>>>>

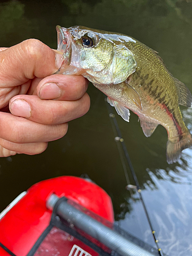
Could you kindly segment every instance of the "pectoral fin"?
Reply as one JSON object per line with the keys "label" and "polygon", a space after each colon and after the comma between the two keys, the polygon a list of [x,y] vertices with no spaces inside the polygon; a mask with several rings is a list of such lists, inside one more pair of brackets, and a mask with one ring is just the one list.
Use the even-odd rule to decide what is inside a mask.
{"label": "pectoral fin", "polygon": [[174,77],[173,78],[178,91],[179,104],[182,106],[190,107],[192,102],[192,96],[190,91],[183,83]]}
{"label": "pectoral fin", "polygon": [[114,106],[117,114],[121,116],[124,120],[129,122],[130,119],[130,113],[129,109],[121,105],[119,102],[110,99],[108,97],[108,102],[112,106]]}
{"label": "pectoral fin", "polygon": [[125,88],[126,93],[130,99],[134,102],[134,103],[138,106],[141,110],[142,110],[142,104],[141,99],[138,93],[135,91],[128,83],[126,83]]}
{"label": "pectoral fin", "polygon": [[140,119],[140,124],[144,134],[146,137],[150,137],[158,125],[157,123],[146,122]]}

<<<<
>>>>

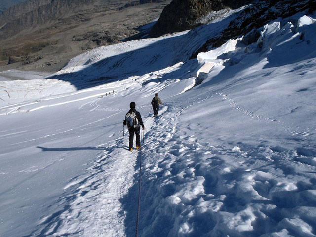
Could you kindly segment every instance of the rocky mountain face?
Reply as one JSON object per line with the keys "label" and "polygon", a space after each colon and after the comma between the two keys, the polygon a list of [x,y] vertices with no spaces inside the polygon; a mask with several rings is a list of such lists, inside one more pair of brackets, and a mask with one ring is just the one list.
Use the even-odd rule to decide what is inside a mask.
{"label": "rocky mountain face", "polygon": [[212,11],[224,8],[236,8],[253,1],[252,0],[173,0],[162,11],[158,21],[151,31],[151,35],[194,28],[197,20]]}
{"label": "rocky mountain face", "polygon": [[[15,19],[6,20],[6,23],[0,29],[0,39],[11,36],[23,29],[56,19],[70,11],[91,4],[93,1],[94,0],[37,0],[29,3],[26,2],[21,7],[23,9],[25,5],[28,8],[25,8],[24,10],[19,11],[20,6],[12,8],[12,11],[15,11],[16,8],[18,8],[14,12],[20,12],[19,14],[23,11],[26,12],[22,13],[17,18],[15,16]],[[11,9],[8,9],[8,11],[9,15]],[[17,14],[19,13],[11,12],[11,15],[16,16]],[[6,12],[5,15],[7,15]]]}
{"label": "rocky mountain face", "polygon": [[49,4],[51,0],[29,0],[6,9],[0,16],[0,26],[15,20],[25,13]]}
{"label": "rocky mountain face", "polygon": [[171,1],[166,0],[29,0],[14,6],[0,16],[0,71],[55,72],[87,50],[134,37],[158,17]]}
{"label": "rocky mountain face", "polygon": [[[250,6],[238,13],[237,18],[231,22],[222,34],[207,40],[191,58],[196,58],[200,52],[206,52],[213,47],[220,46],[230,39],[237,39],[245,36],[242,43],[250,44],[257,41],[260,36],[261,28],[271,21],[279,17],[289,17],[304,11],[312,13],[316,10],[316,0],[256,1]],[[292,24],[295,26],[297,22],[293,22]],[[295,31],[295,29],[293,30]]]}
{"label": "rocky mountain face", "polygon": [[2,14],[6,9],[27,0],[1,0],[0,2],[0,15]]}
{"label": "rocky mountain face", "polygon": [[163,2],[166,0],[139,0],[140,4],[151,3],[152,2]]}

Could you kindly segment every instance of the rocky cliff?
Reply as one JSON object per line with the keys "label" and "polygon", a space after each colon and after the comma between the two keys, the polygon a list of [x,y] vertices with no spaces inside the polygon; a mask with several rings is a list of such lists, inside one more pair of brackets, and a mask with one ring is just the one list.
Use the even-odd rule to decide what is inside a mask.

<<<<

- Given problem: Extract each line of the data above that contains the word "segment".

- Written answer:
Could you kindly segment every instance of the "pectoral fin"?
Could you kindly segment every instance of the rocky mountain face?
Could you kindly segment every instance of the rocky cliff?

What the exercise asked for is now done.